**TEXTAUSZUG**.

----------------------------------------

An der Grenze zu Syrien marschiert das türkische Militär auf. Nahe der Stadt Kilis wurden Artilleriegeschütze und Panzerhaubitzen stationiert.

Die kurdische Stadt Afrin am Rand von Aleppo in Nordsyrien Foto: reuters

Berlin taz | Als der türkische Präsident Recep Tayyip Erdoğan bei einer Veranstaltung in Malatya an diesem Wochenende über Syrien sprach, hob er zuvor ausführlich den Erfolg der Militäroperation hervor, die im letzten Sommer und Herbst stattfand und mit der Eroberung der Stadt al-Bab nördlich von Aleppo ihr vorläufiges Ende gefunden hatte. Allen Beobachtern in der Türkei war deshalb klar: Als Erdoğan am Wochenende von „wichtigen Entscheidungen“ sprach, ging es um eine neuerliche türkische Militäraktion in Syrien.

----------------------------------------

**AUFLISTUNG**.
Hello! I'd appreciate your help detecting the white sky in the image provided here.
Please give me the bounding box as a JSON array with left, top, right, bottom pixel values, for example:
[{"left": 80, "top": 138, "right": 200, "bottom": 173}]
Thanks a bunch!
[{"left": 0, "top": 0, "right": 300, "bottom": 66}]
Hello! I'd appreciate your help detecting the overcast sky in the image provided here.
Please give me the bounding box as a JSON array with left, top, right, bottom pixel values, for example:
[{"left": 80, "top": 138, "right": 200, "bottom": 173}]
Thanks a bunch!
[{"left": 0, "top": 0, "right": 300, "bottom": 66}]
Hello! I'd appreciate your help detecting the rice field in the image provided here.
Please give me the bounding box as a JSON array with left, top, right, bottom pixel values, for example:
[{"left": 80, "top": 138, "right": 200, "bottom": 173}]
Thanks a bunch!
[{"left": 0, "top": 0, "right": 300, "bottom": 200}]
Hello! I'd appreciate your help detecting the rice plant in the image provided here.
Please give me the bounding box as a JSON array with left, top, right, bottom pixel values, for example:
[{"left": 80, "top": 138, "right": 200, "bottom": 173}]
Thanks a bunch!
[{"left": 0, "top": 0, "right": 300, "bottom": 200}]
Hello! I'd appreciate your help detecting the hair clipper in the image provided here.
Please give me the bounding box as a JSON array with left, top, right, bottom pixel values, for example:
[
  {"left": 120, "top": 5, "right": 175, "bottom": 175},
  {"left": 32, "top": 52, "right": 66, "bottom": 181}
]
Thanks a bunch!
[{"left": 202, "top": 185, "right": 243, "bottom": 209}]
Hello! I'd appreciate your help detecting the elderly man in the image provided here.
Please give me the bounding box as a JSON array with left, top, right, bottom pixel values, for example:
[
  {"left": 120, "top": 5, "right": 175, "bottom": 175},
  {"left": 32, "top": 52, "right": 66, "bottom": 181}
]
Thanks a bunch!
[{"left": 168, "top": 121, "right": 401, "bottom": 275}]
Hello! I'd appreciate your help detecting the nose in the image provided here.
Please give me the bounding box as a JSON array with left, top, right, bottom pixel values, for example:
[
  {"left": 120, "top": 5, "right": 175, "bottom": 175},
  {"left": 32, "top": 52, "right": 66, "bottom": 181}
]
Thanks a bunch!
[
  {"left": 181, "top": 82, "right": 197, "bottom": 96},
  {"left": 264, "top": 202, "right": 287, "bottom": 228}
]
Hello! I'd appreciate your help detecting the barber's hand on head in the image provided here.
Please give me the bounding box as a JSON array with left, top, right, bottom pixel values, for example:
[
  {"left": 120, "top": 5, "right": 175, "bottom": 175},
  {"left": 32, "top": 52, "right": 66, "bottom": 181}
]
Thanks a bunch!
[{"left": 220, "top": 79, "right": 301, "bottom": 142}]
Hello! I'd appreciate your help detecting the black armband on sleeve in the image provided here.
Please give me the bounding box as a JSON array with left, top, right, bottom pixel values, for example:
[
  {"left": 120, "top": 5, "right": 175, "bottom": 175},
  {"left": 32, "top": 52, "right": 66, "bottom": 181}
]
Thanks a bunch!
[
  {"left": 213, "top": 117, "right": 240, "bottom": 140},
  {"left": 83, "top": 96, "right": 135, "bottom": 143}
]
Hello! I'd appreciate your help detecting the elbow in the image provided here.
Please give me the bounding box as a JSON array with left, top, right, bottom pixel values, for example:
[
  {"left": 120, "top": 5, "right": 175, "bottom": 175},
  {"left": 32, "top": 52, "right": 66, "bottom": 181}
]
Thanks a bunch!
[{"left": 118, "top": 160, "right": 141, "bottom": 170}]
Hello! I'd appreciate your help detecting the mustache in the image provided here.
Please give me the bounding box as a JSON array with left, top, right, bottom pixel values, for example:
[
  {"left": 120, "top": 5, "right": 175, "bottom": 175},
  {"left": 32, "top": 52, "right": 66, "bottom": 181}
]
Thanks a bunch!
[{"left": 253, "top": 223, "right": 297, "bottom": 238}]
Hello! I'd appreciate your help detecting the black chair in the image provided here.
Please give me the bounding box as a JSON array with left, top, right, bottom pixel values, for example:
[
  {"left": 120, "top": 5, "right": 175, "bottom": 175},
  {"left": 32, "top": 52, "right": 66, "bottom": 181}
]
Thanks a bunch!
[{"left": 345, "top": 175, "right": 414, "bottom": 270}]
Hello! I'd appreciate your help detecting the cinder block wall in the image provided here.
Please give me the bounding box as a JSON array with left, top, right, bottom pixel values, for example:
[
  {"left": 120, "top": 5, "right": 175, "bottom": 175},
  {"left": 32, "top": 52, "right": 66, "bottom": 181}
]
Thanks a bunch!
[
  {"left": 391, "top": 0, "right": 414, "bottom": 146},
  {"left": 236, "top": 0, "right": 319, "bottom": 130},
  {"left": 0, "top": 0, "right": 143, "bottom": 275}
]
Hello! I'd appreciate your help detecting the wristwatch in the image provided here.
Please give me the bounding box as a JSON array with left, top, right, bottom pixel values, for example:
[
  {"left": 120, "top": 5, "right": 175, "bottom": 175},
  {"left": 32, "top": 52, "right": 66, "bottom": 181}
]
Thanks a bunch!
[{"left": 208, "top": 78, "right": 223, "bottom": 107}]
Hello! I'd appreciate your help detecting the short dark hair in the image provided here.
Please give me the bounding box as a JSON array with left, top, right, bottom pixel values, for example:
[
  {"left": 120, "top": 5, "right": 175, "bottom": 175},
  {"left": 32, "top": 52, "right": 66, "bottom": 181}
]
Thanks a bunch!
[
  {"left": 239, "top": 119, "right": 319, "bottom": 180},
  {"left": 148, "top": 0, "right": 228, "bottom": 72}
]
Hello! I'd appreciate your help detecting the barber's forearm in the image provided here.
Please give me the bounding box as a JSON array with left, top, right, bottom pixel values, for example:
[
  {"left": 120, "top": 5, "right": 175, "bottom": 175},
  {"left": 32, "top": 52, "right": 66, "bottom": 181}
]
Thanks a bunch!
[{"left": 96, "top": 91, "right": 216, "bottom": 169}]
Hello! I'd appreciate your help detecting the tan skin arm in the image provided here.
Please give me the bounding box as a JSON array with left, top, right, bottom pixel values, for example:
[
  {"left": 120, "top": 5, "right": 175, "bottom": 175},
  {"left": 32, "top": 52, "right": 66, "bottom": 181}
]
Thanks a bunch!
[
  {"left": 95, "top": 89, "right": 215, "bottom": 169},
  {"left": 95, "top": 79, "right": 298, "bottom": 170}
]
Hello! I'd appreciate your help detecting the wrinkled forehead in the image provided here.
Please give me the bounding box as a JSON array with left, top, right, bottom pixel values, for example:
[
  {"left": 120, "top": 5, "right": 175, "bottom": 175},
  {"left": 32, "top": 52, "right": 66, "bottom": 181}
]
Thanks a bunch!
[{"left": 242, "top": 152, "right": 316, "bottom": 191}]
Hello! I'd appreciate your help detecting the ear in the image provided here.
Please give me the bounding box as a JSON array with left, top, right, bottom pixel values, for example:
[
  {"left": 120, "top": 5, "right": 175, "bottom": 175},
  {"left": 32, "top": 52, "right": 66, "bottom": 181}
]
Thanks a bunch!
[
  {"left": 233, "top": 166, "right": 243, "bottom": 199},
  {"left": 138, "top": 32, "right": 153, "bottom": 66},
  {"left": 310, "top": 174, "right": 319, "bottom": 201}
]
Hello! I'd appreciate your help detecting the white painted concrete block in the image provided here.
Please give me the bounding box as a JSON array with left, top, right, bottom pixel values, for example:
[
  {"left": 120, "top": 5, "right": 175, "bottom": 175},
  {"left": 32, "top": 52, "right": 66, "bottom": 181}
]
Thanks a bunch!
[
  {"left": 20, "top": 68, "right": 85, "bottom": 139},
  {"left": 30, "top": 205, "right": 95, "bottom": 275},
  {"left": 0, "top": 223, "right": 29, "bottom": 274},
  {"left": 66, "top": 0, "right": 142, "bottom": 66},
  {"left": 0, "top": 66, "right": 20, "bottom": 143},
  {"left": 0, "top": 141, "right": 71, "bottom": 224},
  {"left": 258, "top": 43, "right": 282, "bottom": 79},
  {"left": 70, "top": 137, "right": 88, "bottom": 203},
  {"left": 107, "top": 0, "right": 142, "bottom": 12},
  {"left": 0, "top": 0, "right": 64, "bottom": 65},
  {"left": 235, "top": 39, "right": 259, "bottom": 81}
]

----------------------------------------

**IHRE AUFGABEN**.
[1] Schreiben Sie den Abschnitt des Textauszugs von „Berlin taz |“ bis „Militäraktion in Syrien.“ neu und setzen Sie dabei „Gaziantep“ an die Stelle von „Malatya“.
[2] Nennen Sie ausschließlich die Anzahl der Zeilen in den Datensätzen, die das Wort „rice“ enthalten, wobei Groß- und Kleinschreibung zu beachten ist.
Der Textauszug und die Datensätze hängen inhaltlich nicht zusammen.

**LÖSUNGEN ZUR ÜBUNG**.
[1]
Berlin taz | Als der türkische Präsident Recep Tayyip Erdoğan bei einer Veranstaltung in Gaziantep an diesem Wochenende über Syrien sprach, hob er zuvor ausführlich den Erfolg der Militäroperation hervor, die im letzten Sommer und Herbst stattfand und mit der Eroberung der Stadt al-Bab nördlich von Aleppo ihr vorläufiges Ende gefunden hatte. Allen Beobachtern in der Türkei war deshalb klar: Als Erdoğan am Wochenende von „wichtigen Entscheidungen“ sprach, ging es um eine neuerliche türkische Militäraktion in Syrien.

[2] 2